GIVEN EXERCISE: Word for word, restate every line of the listing that follows.

#### DATASET ####

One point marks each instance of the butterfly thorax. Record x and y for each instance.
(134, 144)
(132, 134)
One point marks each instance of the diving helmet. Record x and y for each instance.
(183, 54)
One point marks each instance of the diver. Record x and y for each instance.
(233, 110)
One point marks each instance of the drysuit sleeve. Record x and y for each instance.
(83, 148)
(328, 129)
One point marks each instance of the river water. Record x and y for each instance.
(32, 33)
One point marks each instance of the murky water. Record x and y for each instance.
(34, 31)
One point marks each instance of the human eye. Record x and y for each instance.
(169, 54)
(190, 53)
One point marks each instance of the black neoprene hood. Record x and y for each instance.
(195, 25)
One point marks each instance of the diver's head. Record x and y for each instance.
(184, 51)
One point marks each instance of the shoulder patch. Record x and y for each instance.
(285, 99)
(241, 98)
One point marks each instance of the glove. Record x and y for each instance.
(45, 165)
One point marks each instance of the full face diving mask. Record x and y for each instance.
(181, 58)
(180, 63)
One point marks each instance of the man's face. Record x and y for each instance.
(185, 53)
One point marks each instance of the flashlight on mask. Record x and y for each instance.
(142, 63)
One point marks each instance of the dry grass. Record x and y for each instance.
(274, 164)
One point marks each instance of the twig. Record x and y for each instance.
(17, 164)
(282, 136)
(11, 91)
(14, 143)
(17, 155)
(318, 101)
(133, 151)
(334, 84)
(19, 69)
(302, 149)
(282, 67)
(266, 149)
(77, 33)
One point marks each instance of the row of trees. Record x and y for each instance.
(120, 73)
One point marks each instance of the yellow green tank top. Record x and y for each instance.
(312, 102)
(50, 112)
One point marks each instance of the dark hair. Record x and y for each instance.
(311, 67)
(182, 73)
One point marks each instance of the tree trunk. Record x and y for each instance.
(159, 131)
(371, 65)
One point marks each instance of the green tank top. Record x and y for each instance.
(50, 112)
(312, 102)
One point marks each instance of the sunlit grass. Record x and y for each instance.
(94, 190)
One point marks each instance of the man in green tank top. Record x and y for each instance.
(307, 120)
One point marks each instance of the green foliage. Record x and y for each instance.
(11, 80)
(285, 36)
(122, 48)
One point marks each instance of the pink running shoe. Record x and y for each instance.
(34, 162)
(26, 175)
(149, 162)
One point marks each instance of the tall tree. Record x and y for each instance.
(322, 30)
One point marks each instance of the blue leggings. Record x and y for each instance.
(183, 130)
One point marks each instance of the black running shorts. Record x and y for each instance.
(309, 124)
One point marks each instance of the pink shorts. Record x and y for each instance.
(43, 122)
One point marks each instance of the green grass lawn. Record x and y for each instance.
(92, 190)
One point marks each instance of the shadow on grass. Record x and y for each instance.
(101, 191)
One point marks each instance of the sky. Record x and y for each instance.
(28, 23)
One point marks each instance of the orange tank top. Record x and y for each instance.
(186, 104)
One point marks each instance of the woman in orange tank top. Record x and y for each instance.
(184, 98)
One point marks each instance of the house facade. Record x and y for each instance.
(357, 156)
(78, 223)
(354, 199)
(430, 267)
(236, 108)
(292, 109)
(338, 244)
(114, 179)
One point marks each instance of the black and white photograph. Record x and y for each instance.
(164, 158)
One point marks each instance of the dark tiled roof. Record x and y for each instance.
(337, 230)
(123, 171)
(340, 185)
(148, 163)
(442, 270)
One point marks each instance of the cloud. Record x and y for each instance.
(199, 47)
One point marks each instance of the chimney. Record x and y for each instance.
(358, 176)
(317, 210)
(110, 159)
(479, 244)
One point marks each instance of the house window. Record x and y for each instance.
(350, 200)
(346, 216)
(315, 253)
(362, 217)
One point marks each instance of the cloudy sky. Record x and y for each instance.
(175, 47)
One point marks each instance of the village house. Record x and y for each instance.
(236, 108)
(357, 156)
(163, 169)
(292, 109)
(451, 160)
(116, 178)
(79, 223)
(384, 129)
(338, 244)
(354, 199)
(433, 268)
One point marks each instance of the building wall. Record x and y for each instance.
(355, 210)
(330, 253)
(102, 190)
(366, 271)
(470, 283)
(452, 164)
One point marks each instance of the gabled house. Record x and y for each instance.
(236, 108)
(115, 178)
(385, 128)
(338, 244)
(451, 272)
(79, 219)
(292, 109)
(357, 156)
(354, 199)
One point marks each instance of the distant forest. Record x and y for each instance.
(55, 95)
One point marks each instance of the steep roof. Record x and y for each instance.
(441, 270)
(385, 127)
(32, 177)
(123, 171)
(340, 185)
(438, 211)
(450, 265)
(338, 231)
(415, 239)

####

ANSWER TO THIS EXERCISE:
One point marks each instance of the butterfly thorax. Record x and y for each instance.
(134, 144)
(132, 134)
One point marks each instance of the diving helmet. Record x and y for each instance.
(183, 54)
One point marks each instance of the diver. Record x and y for each instance.
(233, 110)
One point marks each instance of the drysuit sleeve. Record x and y for each instance.
(83, 148)
(328, 129)
One point marks each instance of the river water. Record x and y for each instance.
(32, 33)
One point marks each instance of the murky water. Record x and y for each instance.
(34, 31)
One point marks each instance of the human eye. Record x and y for each instance.
(169, 54)
(190, 53)
One point marks each instance of the black neoprene hood. Record x and y for each instance.
(195, 25)
One point marks each instance of the diver's head. Record x and y for each instance.
(184, 51)
One point marks each instance of the shoulder patch. Record x and y for each instance.
(285, 99)
(241, 98)
One point marks each instance of the glove. Record x and y for each instance.
(45, 165)
One point marks each instance of the full face diving mask. Record x and y for each instance.
(181, 58)
(180, 63)
One point marks each instance of the man's face. Record x and y for each instance.
(185, 53)
One point marks each instance of the flashlight on mask. Record x and y for each instance.
(142, 63)
One point marks each instance of the dry grass. Record x and y for each instance.
(274, 164)
One point marks each instance of the twig. Record x and y for each instance.
(17, 164)
(282, 136)
(11, 91)
(14, 143)
(17, 155)
(318, 101)
(133, 151)
(334, 84)
(19, 69)
(302, 149)
(282, 67)
(266, 149)
(77, 33)
One point marks each instance of the row of trees. Record x and y for each instance.
(120, 73)
One point marks each instance of the yellow green tank top. Record x and y for each instance.
(312, 102)
(50, 112)
One point marks each instance of the dark hair. Record x and y for each instance.
(311, 67)
(182, 73)
One point marks each instance of the tree trunk. Record x and y for each instance.
(159, 131)
(371, 65)
One point marks each instance of the green tank top. Record x and y for each instance.
(50, 112)
(312, 102)
One point marks each instance of the sunlit grass. Record x and y for each instance.
(94, 190)
One point marks each instance of the man in green tank top. Record x and y for each instance.
(307, 120)
One point marks each instance of the green foliage. Record x and y for each instance.
(11, 80)
(285, 36)
(122, 48)
One point marks each instance of the pink running shoe. Record x and y for each instance.
(34, 162)
(26, 175)
(149, 162)
One point marks each instance of the tall tree. Record x and y for each instance.
(322, 30)
One point marks each instance of the blue leggings. Record x and y for each instance.
(183, 130)
One point marks each instance of the black running shorts. Record x and y for each instance.
(309, 124)
One point marks each instance of the pink shorts. Record x and y for each instance.
(43, 122)
One point marks each instance of the green grass lawn. Record x and y for each instance.
(92, 190)
One point marks each instance of the shadow on grass. Record x and y for each instance.
(101, 191)
One point marks each instance of the sky. Record x and y for each instance.
(28, 23)
One point marks each instance of the orange tank top. Record x and y for each instance.
(186, 104)
One point marks each instance of the woman in orange tank top. Record x and y for each instance.
(184, 98)
One point marks each instance of the house facade. Record x and y for each instance.
(357, 156)
(78, 223)
(354, 199)
(430, 267)
(236, 108)
(292, 109)
(338, 244)
(114, 179)
One point marks each instance of the black and white photograph. Record x and y for each instance.
(164, 158)
One point marks each instance of the dark tiled roof. Record x and y for each instance.
(337, 230)
(123, 171)
(340, 185)
(148, 163)
(442, 270)
One point marks each instance of the cloud. Record x and y for each instance.
(199, 47)
One point marks each instance of the chimney. Record x and y for each instance.
(358, 176)
(317, 210)
(110, 159)
(479, 244)
One point marks each instance of the house window. Record x and y for each instance.
(350, 200)
(346, 216)
(315, 253)
(362, 217)
One point marks each instance of the cloudy sky. Record x and y for each instance.
(175, 47)
One point marks each instance of the village house. Record x and y for each instance.
(236, 108)
(357, 156)
(163, 169)
(292, 109)
(451, 160)
(116, 178)
(79, 223)
(384, 129)
(338, 244)
(354, 199)
(433, 268)
One point marks each instance of the building wall. Record x and y for each instance.
(355, 210)
(330, 253)
(102, 190)
(366, 271)
(470, 283)
(452, 164)
One point marks each instance of the gabled house. Record x and y for each instance.
(236, 108)
(115, 178)
(385, 128)
(338, 244)
(451, 272)
(79, 219)
(292, 109)
(357, 156)
(354, 199)
One point marks each instance of the distant forest. Record x and y for each instance.
(55, 95)
One point marks each instance of the steep roof. Record x and y for each instance.
(441, 270)
(385, 127)
(32, 177)
(123, 171)
(340, 185)
(438, 211)
(450, 265)
(338, 231)
(415, 239)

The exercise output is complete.